-- Given records follows --

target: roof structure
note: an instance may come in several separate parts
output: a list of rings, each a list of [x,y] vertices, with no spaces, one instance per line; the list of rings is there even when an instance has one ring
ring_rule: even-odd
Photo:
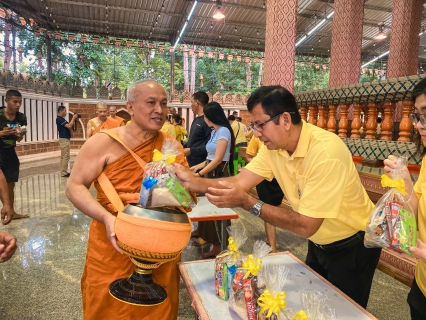
[[[264,51],[267,0],[221,2],[226,16],[222,21],[212,17],[216,0],[0,0],[0,5],[26,19],[34,19],[39,27],[53,32],[170,42],[172,45],[193,11],[181,44]],[[362,55],[366,61],[389,50],[392,1],[367,0],[364,8]],[[296,41],[333,10],[333,0],[299,0]],[[425,17],[423,14],[422,28],[426,27]],[[388,35],[381,41],[374,39],[379,31],[378,23],[383,23]],[[331,17],[297,47],[297,53],[328,56],[332,27]],[[420,61],[426,61],[425,48],[426,35],[420,40]]]

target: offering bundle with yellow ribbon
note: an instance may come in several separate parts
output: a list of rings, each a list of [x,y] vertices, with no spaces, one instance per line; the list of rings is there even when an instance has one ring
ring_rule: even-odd
[[[152,162],[145,166],[138,205],[152,207],[190,207],[195,203],[174,174],[172,163],[180,154],[179,142],[166,139],[161,151],[155,149]]]
[[[243,261],[232,280],[229,307],[242,319],[257,319],[257,299],[261,295],[258,286],[258,273],[262,269],[262,259],[272,248],[264,241],[256,241],[253,254]]]
[[[240,220],[232,220],[232,225],[227,227],[228,249],[216,256],[215,260],[215,291],[216,296],[228,301],[232,279],[241,267],[241,246],[247,240],[247,232]]]
[[[413,190],[407,194],[403,179],[409,174],[406,166],[407,158],[400,157],[390,177],[382,175],[382,187],[390,190],[370,214],[364,237],[366,247],[391,247],[411,254],[409,248],[416,245],[417,224],[409,204]]]
[[[282,319],[287,306],[283,291],[289,269],[284,265],[267,264],[258,276],[258,290],[262,292],[257,299],[258,320]]]

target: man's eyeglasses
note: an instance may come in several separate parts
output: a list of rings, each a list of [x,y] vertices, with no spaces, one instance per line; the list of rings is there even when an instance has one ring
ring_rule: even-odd
[[[284,111],[284,112],[287,112],[287,113],[295,113],[294,111]],[[257,131],[257,132],[262,132],[263,131],[263,127],[265,126],[265,124],[267,124],[269,121],[272,121],[272,120],[274,120],[274,119],[276,119],[276,118],[278,118],[279,116],[281,116],[284,112],[281,112],[281,113],[279,113],[279,114],[277,114],[276,116],[273,116],[272,118],[269,118],[268,120],[266,120],[266,121],[264,121],[264,122],[262,122],[262,123],[258,123],[258,124],[254,124],[254,123],[250,123],[249,124],[249,128],[252,130],[252,131]]]
[[[417,123],[420,121],[422,126],[426,127],[426,114],[410,113],[408,115],[413,126],[417,126]]]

-- Given records concluded --

● What to produce: All entries must be output unchanged, with every picture omitted.

● Response to this task:
target: roof structure
note: an instance may come in several separate parts
output: a list of rings, each a list of [x,y] vertices, with no spaces, one instance per line; the list of rings is there even when an instance has one ring
ring_rule: even-odd
Photo:
[[[264,51],[267,0],[221,2],[226,16],[222,21],[212,17],[216,0],[0,0],[0,5],[26,19],[34,19],[39,27],[53,32],[170,42],[172,45],[193,11],[181,44]],[[362,55],[366,61],[389,50],[392,1],[367,0],[364,8]],[[296,41],[333,10],[333,0],[299,0]],[[425,17],[423,14],[422,28],[426,27]],[[388,35],[381,41],[374,39],[379,31],[378,23],[383,23]],[[331,17],[297,47],[297,53],[328,56],[332,27]],[[420,61],[426,61],[425,48],[426,35],[420,40]]]

target: offering bundle with yellow ribbon
note: an instance may come in several separate parts
output: a list of rings, each a list of [x,y] vertices, with no spaces, one instance per line; the list of rings is there even when an instance has one ring
ring_rule: even-odd
[[[152,162],[145,166],[138,205],[152,207],[190,207],[195,203],[174,174],[172,163],[180,154],[179,142],[166,139],[161,151],[155,149]]]
[[[243,261],[232,280],[229,307],[242,319],[257,319],[257,299],[261,295],[258,286],[258,273],[262,269],[262,259],[272,248],[264,241],[256,241],[253,254]]]
[[[240,220],[232,220],[232,225],[227,227],[228,249],[216,256],[215,260],[215,291],[216,296],[228,301],[232,279],[241,267],[241,246],[247,240],[247,232]]]
[[[413,190],[407,194],[403,179],[409,174],[406,166],[407,158],[400,157],[390,177],[382,175],[382,187],[390,190],[370,214],[364,237],[366,247],[391,247],[411,254],[409,248],[416,245],[417,224],[409,204]]]
[[[282,319],[287,306],[283,291],[289,269],[284,265],[267,264],[258,276],[258,290],[262,292],[257,299],[258,320]]]

target: man's eyeglasses
note: an instance may come in several separate parts
output: a list of rings, each a list of [x,y] vertices, with no spaces, one instance per line; the list of rings is there even when an instance has one ring
ring_rule: even-odd
[[[284,111],[284,112],[287,112],[287,113],[295,113],[294,111]],[[257,131],[257,132],[262,132],[263,131],[263,127],[265,126],[265,124],[267,124],[269,121],[272,121],[272,120],[274,120],[274,119],[276,119],[276,118],[278,118],[279,116],[281,116],[284,112],[281,112],[281,113],[279,113],[279,114],[277,114],[276,116],[273,116],[272,118],[269,118],[268,120],[266,120],[266,121],[264,121],[264,122],[262,122],[262,123],[258,123],[258,124],[254,124],[254,123],[250,123],[249,124],[249,128],[252,130],[252,131]]]
[[[417,123],[420,121],[422,126],[426,127],[426,114],[410,113],[408,115],[413,126],[417,126]]]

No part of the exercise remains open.